** TAREFAS **
(a) Liste todos os nomes de pessoas e de países mencionados no texto sobre a questão da terra.
(b) Dê sequência ao texto sobre a questão da terra a partir da última frase apresentada.

A Questão da Terra na Primeira República
Tentativa de síntese com pontuais críticas do texto "A Questão da Terra na Primeira República" de Manuel Correia de Andrade
A Questão da Terra na Primeira República
O texto de Manuel Correia de Andrade, A Questão da Terra na Primeira República, trás uma discussão sobre latifúndios e grandes propriedades estabelecidas desde os tempos em que o Brasil era uma colônia de Portugal. A princípio, aborda os interesses portugueses em relação à produção para um mercado, em contraposição com interesses indígenas, que, segundo o autor, produziam para a própria subsistência em consumo imediato. Além disso, usa a tese de Ruy Cirne Lima, de que as concessões de sesmaria no sistema das capitanias hereditárias teria provocado “um processo de dominação de latifúndio que ainda ocorre no país”. Assim, o autor argumenta que ao lado do processo de doações de sesmarias, que, muitas vezes viria acompanhada de estratégias para burlar leis, havia a instalação daqueles proprietários com menos recursos e prestígio. Estes, chamados de posseiros, se instalaram em áreas menos privilegiadas em localização e condições, implantando roças e currais.

** LINHAS DE DADOS **
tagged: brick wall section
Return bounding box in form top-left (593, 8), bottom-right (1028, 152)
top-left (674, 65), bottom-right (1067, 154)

** RESPOSTAS **
(a)
- Manuel Correia de Andrade
- Brasil
- Portugal
- Ruy Cirne Lima

(b)
Em relação a essa tese de Ruy Cirne Lima de 1991, existem outras abordagens, mais atuais, que discutem sobre o que realmente teria provocado o problema da questão agrária e de acumulação de latifúndios no Brasil. Desde a metade do século XX, constata-se que a culpa estaria atribuída ao passado colonial, de má distribuição por parte da coroa e donatários ou burlamento de leis. Contudo, teses como de Luciene Maria Pires Pereira estão evidenciando uma distribuição muito mais rigorosa em questão de vigilância sobre duras penas de perda de direito à capitania ou outras formas de garantir que a distribuição de terras não acumule nas mãos de poucos homens nos processos de concessões de sesmaria, já que não renderia os mesmos lucros e recursos de volta para a coroa português. Assim, no decorrer da argumentação tem-se a impressão cada vez maior de que o problema das terras vividos na contemporaneidade não seriam necessariamente fundados na distribuição de terras nas sesmarias e forais coloniais. Discussões como essa, são importantes de se considerar, pois dizem respeito à base de grande parte da argumentação sobre a questão da terra no Brasil.
Ademais, na situação do Império, destaca-se o fim dos processos de doação de sesmarias na resolução de 17 de julho de 1822. Alguns anos depois, estaria promulgada a Lei de Terras de 18 de setembro de 1850, que estabelecia o processo de compra e venda para aquisição de propriedades.
No que diz respeito ao quadro fundiário do início da república, o autor apresenta um panorama de uma grande massa de pequenos proprietários que se dedicavam a um mercado interno. Ao mesmo tempo, usinas estavam altamente favorecidas pelos governos estaduais, fortemente ligadas ao discurso de uma necessidade de modernização daquele contexto. Além disso, estavam cada vez mais consolidados os “currais eleitorais” que elegem deputados, senadores e governadores. Já que na Constituição republicana de 1891 passava-se as terras públicas em forma de propriedades dos estados dos quais pertenciam, majoritariamente, essas terras eram apropriadas pelos “coronéis”.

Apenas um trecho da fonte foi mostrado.